> [STATED PROBLEM]:
Convert every line of the listing below into a JSON list of strings, one string per line, and leave out any blank lines.

> [MATERIAL FOR THIS TASK]:
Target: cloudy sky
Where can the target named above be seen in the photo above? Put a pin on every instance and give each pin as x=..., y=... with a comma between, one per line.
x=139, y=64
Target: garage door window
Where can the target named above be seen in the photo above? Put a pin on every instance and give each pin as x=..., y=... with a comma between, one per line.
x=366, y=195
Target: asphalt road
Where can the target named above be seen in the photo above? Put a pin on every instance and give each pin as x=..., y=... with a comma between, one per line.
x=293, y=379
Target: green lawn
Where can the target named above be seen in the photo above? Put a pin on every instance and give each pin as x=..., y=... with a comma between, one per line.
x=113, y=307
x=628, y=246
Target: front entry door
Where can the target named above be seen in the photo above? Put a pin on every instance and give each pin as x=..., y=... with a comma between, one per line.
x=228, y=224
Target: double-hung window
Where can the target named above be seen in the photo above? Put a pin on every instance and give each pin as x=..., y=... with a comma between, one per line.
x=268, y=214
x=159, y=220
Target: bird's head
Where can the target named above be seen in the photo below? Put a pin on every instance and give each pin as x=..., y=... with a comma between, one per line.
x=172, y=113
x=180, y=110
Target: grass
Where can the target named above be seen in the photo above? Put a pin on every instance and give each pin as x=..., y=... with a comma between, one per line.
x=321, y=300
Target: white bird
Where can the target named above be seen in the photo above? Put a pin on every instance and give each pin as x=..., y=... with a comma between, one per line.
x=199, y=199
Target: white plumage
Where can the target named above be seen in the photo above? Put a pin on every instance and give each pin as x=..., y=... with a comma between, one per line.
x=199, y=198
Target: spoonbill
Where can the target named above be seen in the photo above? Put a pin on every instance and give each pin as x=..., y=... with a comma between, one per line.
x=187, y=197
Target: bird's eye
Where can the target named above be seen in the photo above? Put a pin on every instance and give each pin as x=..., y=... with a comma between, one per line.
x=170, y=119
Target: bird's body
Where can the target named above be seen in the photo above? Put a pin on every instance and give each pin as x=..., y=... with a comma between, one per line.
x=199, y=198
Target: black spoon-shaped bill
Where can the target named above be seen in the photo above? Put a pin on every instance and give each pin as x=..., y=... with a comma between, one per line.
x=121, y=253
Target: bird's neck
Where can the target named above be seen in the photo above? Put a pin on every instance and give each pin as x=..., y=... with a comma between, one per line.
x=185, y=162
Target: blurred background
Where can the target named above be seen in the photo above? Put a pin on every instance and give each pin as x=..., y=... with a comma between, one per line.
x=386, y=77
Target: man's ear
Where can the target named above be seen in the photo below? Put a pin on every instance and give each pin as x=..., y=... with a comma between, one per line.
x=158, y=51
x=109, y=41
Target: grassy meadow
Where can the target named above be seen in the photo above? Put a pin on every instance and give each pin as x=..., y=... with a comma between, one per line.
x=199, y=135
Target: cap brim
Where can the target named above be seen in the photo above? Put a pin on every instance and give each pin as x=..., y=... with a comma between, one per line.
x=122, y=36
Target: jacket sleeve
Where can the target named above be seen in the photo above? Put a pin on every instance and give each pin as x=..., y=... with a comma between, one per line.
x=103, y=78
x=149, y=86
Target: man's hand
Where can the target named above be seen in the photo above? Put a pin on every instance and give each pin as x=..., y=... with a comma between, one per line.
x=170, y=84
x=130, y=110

> [RESPONSE TO THE EXERCISE]:
[
  "Target: cloudy sky",
  "Where can the target named above be seen in the photo above? Put a pin on every instance and give each pin as x=..., y=... with a comma between, one per line.",
  "x=139, y=64",
  "Target: garage door window",
  "Where can the target named above be seen in the photo above? Put a pin on every instance and give each pin as x=..., y=... with a comma between, one per line.",
  "x=366, y=195",
  "Target: asphalt road",
  "Where can the target named above be seen in the photo above? Put a pin on every instance and give each pin as x=..., y=... with a comma between, one per line.",
  "x=293, y=379",
  "Target: green lawn",
  "Where can the target named above be seen in the photo above? Put a pin on every instance and give each pin as x=..., y=... with a comma between, one per line.",
  "x=113, y=307",
  "x=628, y=246",
  "Target: front entry door",
  "Where can the target named above be seen in the photo above? Put a pin on every instance and give each pin as x=..., y=... with a comma between, one per line.",
  "x=228, y=224",
  "Target: double-hung window",
  "Where can the target named above be seen in the photo above? Put a pin on every instance and give each pin as x=..., y=... with a comma between, one per line.",
  "x=268, y=214",
  "x=159, y=220",
  "Target: bird's head",
  "Where can the target named above be seen in the photo below? Put a pin on every instance and give each pin as x=..., y=... with a comma between, one per line.",
  "x=172, y=113",
  "x=180, y=110",
  "Target: grass",
  "Where can the target named above be seen in the photo above? Put a pin on every instance and give each pin as x=..., y=... with a comma between, one per line.",
  "x=321, y=300",
  "Target: white bird",
  "Where can the target named above be seen in the photo above? Put a pin on every instance and give each pin as x=..., y=... with a comma between, one per line.",
  "x=199, y=199",
  "Target: white plumage",
  "Where can the target named above be seen in the photo above? Put a pin on every instance and give each pin as x=..., y=... with a comma between, one per line.",
  "x=199, y=198",
  "Target: spoonbill",
  "Where can the target named above be seen in the photo above? Put a pin on every instance and give each pin as x=..., y=... with a comma between, one per line.",
  "x=187, y=197",
  "Target: bird's eye",
  "Where can the target named above be seen in the photo above? Put a pin on every instance and give each pin as x=..., y=... with a comma between, one per line.",
  "x=170, y=119",
  "Target: bird's body",
  "Where can the target named above be seen in the photo above? Put a pin on every instance and give each pin as x=..., y=... with a comma between, one per line.",
  "x=199, y=198",
  "Target: black spoon-shaped bill",
  "Where can the target named above be seen in the photo above? Put a pin on every instance and give each pin as x=..., y=... with a comma between, one per line.",
  "x=121, y=253",
  "Target: bird's neck",
  "Where can the target named above be seen in the photo above? Put a pin on every instance and give each pin as x=..., y=... with a comma between, one per line.",
  "x=185, y=162",
  "Target: blurred background",
  "Where can the target named above be seen in the photo above? Put a pin on every instance and give each pin as x=..., y=... with a comma between, one per line.",
  "x=386, y=77",
  "Target: man's ear",
  "Where can the target named above be seen in the photo below? Put a pin on every instance and give each pin as x=..., y=... with a comma between, one per line.",
  "x=158, y=51",
  "x=109, y=41",
  "Target: grassy meadow",
  "Where can the target named above be seen in the photo above? Put a pin on every instance and give each pin as x=..., y=... with a comma between, one per line.",
  "x=199, y=135",
  "Target: cap brim",
  "Where can the target named above be seen in the photo above? Put a pin on every instance and give each pin as x=..., y=... with a comma between, one per line.",
  "x=122, y=36",
  "Target: jacket sleeve",
  "Where can the target named above be seen in the photo above? Put a pin on every instance and give each pin as x=..., y=... with a comma between, one per line.",
  "x=103, y=78",
  "x=149, y=86",
  "Target: man's hand",
  "Where can the target named above be seen in the photo above? Put a pin on every instance and give each pin as x=..., y=... with a comma between, one per line.",
  "x=170, y=84",
  "x=130, y=110"
]